제시된 글 |

============

OpenCV 4.1 용 Python 3 가상 환경 구성

pip 설치

$ wget https://bootstrap.pypa.io/get-pip.py
$ sudo python3 get-pip.py
WARNING: The directory '/home/bluesanta/.cache/pip/http' or its parent directory is not owned by the current user and the cache has been disabled. Please check the permissions and owner of that directory. If executing pip with sudo, you may want sudo's -H flag.
WARNING: The directory '/home/bluesanta/.cache/pip' or its parent directory is not owned by the current user and caching wheels has been disabled. check the permissions and owner of that directory. If executing pip with sudo, you may want sudo's -H flag.
Collecting pip
  Downloading https://files.pythonhosted.org/packages/62/ca/94d32a6516ed197a491d17d46595ce58a83cbb2fca280414e57cd86b84dc/pip-19.2.1-py2.py3-none-any.whl (1.4MB)
     |████████████████████████████████| 1.4MB 150kB/s 
Collecting setuptools
  Downloading https://files.pythonhosted.org/packages/ec/51/f45cea425fd5cb0b0380f5b0f048ebc1da5b417e48d304838c02d6288a1e/setuptools-41.0.1-py2.py3-none-any.whl (575kB)
     |████████████████████████████████| 583kB 379kB/s 
Collecting wheel
  Downloading https://files.pythonhosted.org/packages/bb/10/44230dd6bf3563b8f227dbf344c908d412ad2ff48066476672f3a72e174e/wheel-0.33.4-py2.py3-none-any.whl
ERROR: launchpadlib 1.10.6 requires testresources, which is not installed.

============

제공된 데이터 |
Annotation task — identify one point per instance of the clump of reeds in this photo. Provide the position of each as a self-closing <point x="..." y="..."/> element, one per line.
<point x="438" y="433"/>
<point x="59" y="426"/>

============

풀어 볼 과제 |
1. 제시된 글에서 "Collecting pip"라는 말이 있는 곳부터 시작해 "is not installed."라는 말 뒤에서 멈추고, 그 사이를 그대로 다시 적으세요.
2. 제시된 글의 마지막 오류 메시지에서 launchpadlib 1.10.6에 필요하지만 설치되어 있지 않다고 한 것은 무엇입니까?
목록은 제시된 글과는 따로 떨어진 자료입니다.

문제 풀이 |
1.
Collecting pip
  Downloading https://files.pythonhosted.org/packages/62/ca/94d32a6516ed197a491d17d46595ce58a83cbb2fca280414e57cd86b84dc/pip-19.2.1-py2.py3-none-any.whl (1.4MB)
     |████████████████████████████████| 1.4MB 150kB/s 
Collecting setuptools
  Downloading https://files.pythonhosted.org/packages/ec/51/f45cea425fd5cb0b0380f5b0f048ebc1da5b417e48d304838c02d6288a1e/setuptools-41.0.1-py2.py3-none-any.whl (575kB)
     |████████████████████████████████| 583kB 379kB/s 
Collecting wheel
  Downloading https://files.pythonhosted.org/packages/bb/10/44230dd6bf3563b8f227dbf344c908d412ad2ff48066476672f3a72e174e/wheel-0.33.4-py2.py3-none-any.whl
ERROR: launchpadlib 1.10.6 requires testresources, which is not installed.

2. testresources입니다.